__REQUEST__: Arrange every line of the listing below as a numbered list, omitting any blank lines.

__RECORD SET__:
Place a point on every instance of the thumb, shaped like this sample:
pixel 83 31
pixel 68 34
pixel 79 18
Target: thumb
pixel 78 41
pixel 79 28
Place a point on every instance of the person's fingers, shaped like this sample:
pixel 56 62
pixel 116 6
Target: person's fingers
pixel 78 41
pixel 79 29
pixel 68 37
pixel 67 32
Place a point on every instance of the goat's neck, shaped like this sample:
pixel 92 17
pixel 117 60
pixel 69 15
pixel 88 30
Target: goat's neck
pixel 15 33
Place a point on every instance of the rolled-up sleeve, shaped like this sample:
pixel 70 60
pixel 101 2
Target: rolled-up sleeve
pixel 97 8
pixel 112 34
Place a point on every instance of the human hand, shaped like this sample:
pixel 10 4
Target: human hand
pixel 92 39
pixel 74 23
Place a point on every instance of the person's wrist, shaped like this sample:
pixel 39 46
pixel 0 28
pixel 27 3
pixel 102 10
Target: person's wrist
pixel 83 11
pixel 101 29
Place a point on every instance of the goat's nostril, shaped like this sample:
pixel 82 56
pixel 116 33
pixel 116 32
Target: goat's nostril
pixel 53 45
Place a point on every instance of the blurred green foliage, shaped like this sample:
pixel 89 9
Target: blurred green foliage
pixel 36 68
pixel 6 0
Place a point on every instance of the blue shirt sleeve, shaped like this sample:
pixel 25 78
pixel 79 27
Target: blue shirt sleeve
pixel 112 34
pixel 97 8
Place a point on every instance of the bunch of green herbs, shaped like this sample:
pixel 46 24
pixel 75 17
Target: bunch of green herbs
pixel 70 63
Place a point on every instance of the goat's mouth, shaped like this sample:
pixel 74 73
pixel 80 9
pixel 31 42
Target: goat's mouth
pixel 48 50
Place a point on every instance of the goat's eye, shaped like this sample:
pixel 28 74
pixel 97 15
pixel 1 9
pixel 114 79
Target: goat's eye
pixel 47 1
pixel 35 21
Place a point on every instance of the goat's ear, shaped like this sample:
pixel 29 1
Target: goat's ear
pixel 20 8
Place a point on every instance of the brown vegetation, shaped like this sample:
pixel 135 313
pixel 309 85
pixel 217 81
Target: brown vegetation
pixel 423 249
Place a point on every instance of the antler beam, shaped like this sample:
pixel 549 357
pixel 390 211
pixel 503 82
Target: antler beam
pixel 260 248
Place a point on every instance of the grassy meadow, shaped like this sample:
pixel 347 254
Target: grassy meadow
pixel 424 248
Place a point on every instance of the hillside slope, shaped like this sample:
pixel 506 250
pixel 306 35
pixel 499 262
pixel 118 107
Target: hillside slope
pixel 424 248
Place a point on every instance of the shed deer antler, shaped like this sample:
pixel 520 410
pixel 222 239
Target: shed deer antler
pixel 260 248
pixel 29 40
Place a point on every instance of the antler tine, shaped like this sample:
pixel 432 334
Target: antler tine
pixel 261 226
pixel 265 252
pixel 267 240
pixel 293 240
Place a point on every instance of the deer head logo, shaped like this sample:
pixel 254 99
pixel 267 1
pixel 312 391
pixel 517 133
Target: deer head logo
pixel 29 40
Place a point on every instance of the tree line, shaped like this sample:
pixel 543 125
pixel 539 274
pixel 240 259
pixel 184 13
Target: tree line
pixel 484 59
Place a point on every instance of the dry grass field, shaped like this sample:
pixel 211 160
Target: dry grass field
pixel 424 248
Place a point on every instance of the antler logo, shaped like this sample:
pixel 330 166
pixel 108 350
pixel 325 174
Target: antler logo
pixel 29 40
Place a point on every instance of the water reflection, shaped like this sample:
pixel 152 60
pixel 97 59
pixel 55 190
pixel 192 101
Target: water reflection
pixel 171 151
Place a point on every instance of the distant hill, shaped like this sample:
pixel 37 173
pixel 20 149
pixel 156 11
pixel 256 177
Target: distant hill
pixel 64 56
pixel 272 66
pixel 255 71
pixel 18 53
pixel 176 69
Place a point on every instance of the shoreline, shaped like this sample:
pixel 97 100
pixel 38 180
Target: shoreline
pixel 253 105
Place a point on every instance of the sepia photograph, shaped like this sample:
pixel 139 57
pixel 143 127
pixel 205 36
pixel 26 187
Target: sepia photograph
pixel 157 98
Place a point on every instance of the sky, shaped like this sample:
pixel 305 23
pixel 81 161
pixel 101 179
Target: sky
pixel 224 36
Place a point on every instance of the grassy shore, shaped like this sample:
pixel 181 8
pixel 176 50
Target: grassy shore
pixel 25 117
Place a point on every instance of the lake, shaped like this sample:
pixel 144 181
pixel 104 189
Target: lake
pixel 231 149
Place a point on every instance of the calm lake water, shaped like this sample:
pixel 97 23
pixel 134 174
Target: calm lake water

__REPLY TO THE EXERCISE__:
1. Place a point on every instance of the thumb, shaped like this sample:
2. pixel 83 31
3. pixel 68 34
4. pixel 79 18
5. Target: thumb
6. pixel 78 41
7. pixel 79 28
8. Place a point on every instance of the person's fingers, shaped like this sample:
9. pixel 56 62
10. pixel 116 6
11. Target: person's fingers
12. pixel 78 41
13. pixel 79 29
14. pixel 68 37
15. pixel 67 32
16. Place a point on every instance of the goat's neck, shaped like this sample:
17. pixel 92 17
18. pixel 117 60
19. pixel 69 15
20. pixel 88 30
21. Target: goat's neck
22. pixel 15 33
23. Place a point on every instance of the rolled-up sleeve, shaped like this sample:
24. pixel 70 60
25. pixel 101 2
26. Target: rolled-up sleeve
27. pixel 97 8
28. pixel 112 34
29. Place a point on every instance of the human hand, shaped like this sample:
30. pixel 10 4
31. Target: human hand
32. pixel 92 39
33. pixel 74 23
34. Place a point on every instance of the person's wrist, shaped like this sample:
35. pixel 39 46
36. pixel 0 28
37. pixel 27 3
38. pixel 102 10
39. Target: person's wrist
40. pixel 83 11
41. pixel 101 29
42. Place a point on every instance of the goat's nostril, shaped like this sample:
43. pixel 82 56
44. pixel 116 33
45. pixel 116 32
46. Target: goat's nostril
47. pixel 53 45
48. Place a point on every instance of the blurred green foliage, shaped like this sample:
49. pixel 89 9
50. Target: blurred green foliage
51. pixel 36 68
52. pixel 6 0
53. Place a point on every instance of the blue shirt sleeve, shaped like this sample:
54. pixel 25 78
55. pixel 79 27
56. Target: blue shirt sleeve
57. pixel 112 34
58. pixel 97 8
59. Place a point on every instance of the bunch of green herbs, shaped like this sample:
60. pixel 46 24
61. pixel 75 17
62. Target: bunch of green herbs
63. pixel 70 63
64. Place a point on every instance of the goat's mouth, shaped like this sample:
65. pixel 74 73
66. pixel 80 9
67. pixel 31 42
68. Target: goat's mouth
69. pixel 48 50
70. Place a point on every instance of the goat's eye, shaped like this sample:
71. pixel 28 74
72. pixel 97 15
73. pixel 1 9
74. pixel 114 79
75. Target: goat's eye
76. pixel 47 1
77. pixel 35 21
78. Place a point on every instance of the goat's ear, shaped like this sample:
79. pixel 29 1
80. Target: goat's ear
81. pixel 20 8
82. Place a point on every instance of the brown vegetation, shaped like this sample:
83. pixel 135 313
84. pixel 309 85
85. pixel 217 81
86. Target: brown vegetation
87. pixel 423 249
88. Place a point on every instance of the antler beam, shaped like this sample:
89. pixel 549 357
90. pixel 390 211
91. pixel 503 82
92. Target: antler beam
93. pixel 260 248
94. Place a point on every instance of the grassy meadow, shaped like this sample:
95. pixel 347 254
96. Target: grassy meadow
97. pixel 424 248
98. Place a point on every instance of the hillside slope, shaped like this sample:
99. pixel 506 250
100. pixel 306 35
101. pixel 499 262
102. pixel 118 107
103. Target: hillside slope
104. pixel 424 248
105. Place a point on every instance of the shed deer antler, shaped like this sample:
106. pixel 520 410
107. pixel 222 239
108. Target: shed deer antler
109. pixel 260 248
110. pixel 29 40
111. Place a point on every instance of the antler tine, shaped like this sample:
112. pixel 432 334
113. Target: antler tine
114. pixel 261 226
115. pixel 265 252
116. pixel 267 240
117. pixel 293 240
118. Place a point on every instance of the deer head logo, shaped like this sample:
119. pixel 254 99
120. pixel 267 1
121. pixel 312 391
122. pixel 517 133
123. Target: deer head logo
124. pixel 29 40
125. Place a point on every instance of the tree line, shaped like this sample:
126. pixel 543 125
127. pixel 539 274
128. pixel 240 259
129. pixel 184 13
130. Target: tree line
131. pixel 484 59
132. Place a point on every instance of the dry grass field, shaped like this sample:
133. pixel 211 160
134. Target: dry grass field
135. pixel 424 248
136. Place a point on every instance of the antler logo, shaped like this sample:
137. pixel 330 166
138. pixel 108 350
139. pixel 325 174
140. Target: antler logo
141. pixel 29 40
142. Place a point on every instance of the water reflection, shaped like this sample:
143. pixel 152 60
144. pixel 97 59
145. pixel 55 190
146. pixel 192 101
147. Target: water reflection
148. pixel 171 151
149. Place a point on every instance of the distant hill, shaped like this sample:
150. pixel 37 173
151. pixel 20 149
152. pixel 156 11
153. pixel 256 177
154. Target: distant hill
155. pixel 64 56
156. pixel 272 66
157. pixel 255 71
158. pixel 18 53
159. pixel 176 69
160. Place a point on every instance of the shoreline, shaped like this sample:
161. pixel 97 100
162. pixel 38 180
163. Target: shoreline
164. pixel 253 105
165. Place a point on every instance of the sepia photograph, shaped like this sample:
166. pixel 139 57
167. pixel 143 127
168. pixel 205 36
169. pixel 26 187
170. Target: sepia photograph
171. pixel 157 98
172. Place a point on every instance of the sky, shaped like this sample:
173. pixel 305 23
174. pixel 81 161
175. pixel 101 179
176. Target: sky
177. pixel 224 36
178. Place a point on every instance of the grassy shore, shaped like this sample:
179. pixel 181 8
180. pixel 176 50
181. Target: grassy shore
182. pixel 25 117
183. Place a point on every instance of the lake, shaped like this sample:
184. pixel 144 181
185. pixel 104 189
186. Target: lake
187. pixel 231 149
188. Place a point on every instance of the calm lake water, shaped like this sample:
189. pixel 97 23
190. pixel 134 174
191. Target: calm lake water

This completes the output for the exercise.